[Start EXTRACT PROVIDED]
How much should I underfill my bottle on hot days?

Referring to the graph, you can see that even for a bottle that is filled to 100% of rated fill, overpressure should not be a problem. Nevertheless, it is probably wise to try to stay under 1500 psi. On really hot days where you can't prevent the sun from raising the temperature of the bottle beyond 100 degrees Fahrenheit filling to 80% is a good idea.

>>>>Back To Question List

Why does it get cold after I shoot a lot?

There is usually both liquid and gas in the CO2 bottle. When the gun is fired, some gas is drawn out of the bottle. The remaining liquid evaporates to restore the pressure in the bottle, and just as water evaporating from your skin cools you off, the CO2 evaporating from the liquid in the bottle cools off the whole bottle, liquid, gas, and all.
[End EXTRACT PROVIDED]
[Start GIVEN INFORMATION]
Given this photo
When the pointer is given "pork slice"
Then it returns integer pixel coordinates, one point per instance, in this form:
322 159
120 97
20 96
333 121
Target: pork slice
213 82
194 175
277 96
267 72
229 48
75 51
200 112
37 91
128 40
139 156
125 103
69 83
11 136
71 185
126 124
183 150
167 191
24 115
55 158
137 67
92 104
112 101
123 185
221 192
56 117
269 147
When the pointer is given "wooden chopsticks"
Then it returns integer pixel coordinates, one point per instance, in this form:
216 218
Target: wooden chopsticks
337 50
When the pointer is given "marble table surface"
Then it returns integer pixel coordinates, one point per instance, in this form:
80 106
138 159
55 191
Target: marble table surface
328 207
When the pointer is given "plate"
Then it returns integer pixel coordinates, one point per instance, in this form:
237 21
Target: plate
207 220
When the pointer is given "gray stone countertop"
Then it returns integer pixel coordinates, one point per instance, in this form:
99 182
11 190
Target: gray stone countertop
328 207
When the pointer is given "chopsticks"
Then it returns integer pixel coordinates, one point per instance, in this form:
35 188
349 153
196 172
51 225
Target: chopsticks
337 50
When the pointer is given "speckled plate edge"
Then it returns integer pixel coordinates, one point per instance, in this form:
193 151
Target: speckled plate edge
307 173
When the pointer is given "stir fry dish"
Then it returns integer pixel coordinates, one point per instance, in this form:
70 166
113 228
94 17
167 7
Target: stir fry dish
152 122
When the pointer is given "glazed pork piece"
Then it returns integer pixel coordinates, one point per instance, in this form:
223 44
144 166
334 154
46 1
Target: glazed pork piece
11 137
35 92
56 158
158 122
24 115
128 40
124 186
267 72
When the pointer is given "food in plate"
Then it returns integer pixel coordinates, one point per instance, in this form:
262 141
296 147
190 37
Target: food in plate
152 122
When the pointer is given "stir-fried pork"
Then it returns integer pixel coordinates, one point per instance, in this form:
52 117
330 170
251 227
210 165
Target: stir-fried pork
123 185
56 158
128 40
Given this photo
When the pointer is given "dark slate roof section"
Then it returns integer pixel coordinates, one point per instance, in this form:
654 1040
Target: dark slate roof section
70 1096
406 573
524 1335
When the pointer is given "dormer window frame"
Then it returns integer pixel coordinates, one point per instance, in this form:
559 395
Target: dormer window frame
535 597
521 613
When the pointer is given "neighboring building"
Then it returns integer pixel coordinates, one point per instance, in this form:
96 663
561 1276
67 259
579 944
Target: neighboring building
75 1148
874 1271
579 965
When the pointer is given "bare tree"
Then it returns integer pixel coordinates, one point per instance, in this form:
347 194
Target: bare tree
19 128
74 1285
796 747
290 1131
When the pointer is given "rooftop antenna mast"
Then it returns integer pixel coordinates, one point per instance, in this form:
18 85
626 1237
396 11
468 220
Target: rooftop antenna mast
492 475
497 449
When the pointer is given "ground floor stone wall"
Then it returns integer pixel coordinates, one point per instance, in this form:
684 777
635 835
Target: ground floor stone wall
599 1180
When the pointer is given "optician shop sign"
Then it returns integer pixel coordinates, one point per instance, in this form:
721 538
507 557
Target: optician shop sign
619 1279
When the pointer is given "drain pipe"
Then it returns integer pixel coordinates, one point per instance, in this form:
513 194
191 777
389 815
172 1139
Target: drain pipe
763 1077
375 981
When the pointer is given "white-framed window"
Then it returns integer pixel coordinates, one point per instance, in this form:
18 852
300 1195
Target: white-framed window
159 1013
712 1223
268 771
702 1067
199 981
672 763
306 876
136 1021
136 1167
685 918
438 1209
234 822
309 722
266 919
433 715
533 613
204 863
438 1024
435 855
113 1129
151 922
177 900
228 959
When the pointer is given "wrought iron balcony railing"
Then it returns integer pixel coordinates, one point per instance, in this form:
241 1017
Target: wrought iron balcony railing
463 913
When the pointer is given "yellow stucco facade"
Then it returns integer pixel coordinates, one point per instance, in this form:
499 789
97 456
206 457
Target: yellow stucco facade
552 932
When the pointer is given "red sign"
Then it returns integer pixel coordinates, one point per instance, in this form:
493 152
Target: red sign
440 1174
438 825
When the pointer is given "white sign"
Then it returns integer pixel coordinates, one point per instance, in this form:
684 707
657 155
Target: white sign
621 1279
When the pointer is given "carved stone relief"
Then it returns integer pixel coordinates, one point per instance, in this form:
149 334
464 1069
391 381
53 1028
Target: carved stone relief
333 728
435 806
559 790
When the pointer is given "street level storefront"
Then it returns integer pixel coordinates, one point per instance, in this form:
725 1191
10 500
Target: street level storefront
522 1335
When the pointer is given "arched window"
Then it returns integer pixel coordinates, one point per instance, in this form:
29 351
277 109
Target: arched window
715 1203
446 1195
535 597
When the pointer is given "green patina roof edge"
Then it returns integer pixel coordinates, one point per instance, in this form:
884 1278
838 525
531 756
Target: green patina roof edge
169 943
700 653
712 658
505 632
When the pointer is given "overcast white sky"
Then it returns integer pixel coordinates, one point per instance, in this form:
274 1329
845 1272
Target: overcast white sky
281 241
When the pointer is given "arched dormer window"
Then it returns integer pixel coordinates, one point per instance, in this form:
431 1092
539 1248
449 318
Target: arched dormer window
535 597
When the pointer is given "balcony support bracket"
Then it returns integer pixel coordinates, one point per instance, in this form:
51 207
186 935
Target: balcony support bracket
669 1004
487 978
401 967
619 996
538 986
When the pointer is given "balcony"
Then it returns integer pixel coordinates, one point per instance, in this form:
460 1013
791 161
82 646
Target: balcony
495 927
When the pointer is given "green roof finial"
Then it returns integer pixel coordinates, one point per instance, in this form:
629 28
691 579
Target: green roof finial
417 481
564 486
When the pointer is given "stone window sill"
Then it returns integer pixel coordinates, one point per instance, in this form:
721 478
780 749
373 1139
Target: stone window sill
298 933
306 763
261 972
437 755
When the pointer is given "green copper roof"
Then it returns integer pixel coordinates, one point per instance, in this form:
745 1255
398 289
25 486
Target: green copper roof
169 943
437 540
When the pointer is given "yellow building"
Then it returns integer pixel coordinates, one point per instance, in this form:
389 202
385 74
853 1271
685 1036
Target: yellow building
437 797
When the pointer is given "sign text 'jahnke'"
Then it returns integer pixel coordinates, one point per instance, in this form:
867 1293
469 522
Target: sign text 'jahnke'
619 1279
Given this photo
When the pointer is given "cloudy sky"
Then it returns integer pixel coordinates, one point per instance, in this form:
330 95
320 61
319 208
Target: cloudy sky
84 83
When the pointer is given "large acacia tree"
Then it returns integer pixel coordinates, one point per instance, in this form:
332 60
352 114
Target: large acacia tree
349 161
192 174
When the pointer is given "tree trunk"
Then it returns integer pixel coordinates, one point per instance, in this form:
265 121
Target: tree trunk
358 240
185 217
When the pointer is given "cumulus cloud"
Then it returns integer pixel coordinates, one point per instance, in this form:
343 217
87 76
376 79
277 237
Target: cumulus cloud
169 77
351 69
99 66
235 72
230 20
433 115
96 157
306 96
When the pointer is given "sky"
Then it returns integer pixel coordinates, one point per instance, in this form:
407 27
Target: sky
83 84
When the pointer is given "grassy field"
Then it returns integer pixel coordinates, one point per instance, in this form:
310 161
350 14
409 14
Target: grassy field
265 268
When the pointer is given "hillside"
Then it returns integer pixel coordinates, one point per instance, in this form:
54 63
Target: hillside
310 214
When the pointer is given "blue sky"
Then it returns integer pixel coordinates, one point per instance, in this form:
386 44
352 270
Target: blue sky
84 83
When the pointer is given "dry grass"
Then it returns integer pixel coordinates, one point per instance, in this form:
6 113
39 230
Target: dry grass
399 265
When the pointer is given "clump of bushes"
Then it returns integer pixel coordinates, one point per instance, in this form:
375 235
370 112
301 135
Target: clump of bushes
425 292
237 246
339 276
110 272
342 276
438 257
[End GIVEN INFORMATION]
## WORK TO COMPLETE
a. Reproduce the part of the CO2 bottle text running from "Why does it" to "gas, and all.".
b. According to the CO2 bottle text, what fill level is a good idea on really hot days when the sun raises the bottle's temperature beyond 100 degrees Fahrenheit?
c. Write what comes next in the CO2 bottle text, starting after its last sentence.

## OUTPUTS FOR THE TASKS
a.
Why does it get cold after I shoot a lot?

There is usually both liquid and gas in the CO2 bottle. When the gun is fired, some gas is drawn out of the bottle. The remaining liquid evaporates to restore the pressure in the bottle, and just as water evaporating from your skin cools you off, the CO2 evaporating from the liquid in the bottle cools off the whole bottle, liquid, gas, and all.

b. Filling to 80%.

c.
The molecules of the liquid CO2 are in constant motion, some moving faster than average, some moving slower. The average speed of the molecules is related to temperature, the higher the temperature, the faster they move, on average. However, when molecules evaporate from a liquid, it is only the faster "hot" molecules that can jump into the gas phase. They lose some of their speed breaking away from the liquid, but the liquid that is left behind is colder than it was because it lost its "hot" molecules to the gas.

>>>>Back To Question List

Important numbers for CO2 dynamics Calculations

Bottle Volumes:

        Bottle  Volume
        size    (cu in)

         3.5     9.0
         7.0    18.0
        12.0    31.0
        20.0    51.0

Roughly, the volume of a CO2 bottle (cu in) is about 2.57 times the bottle size (oz)
Specific Gravity of CO2 is 1.977 gm/cc Thus the weight of 1 cu inch of liquid CO2 is 1.140 oz.

Copyright © 1992-2012 Corinthian Media Services. WARPIG's webmasters can be reached through our feedback form.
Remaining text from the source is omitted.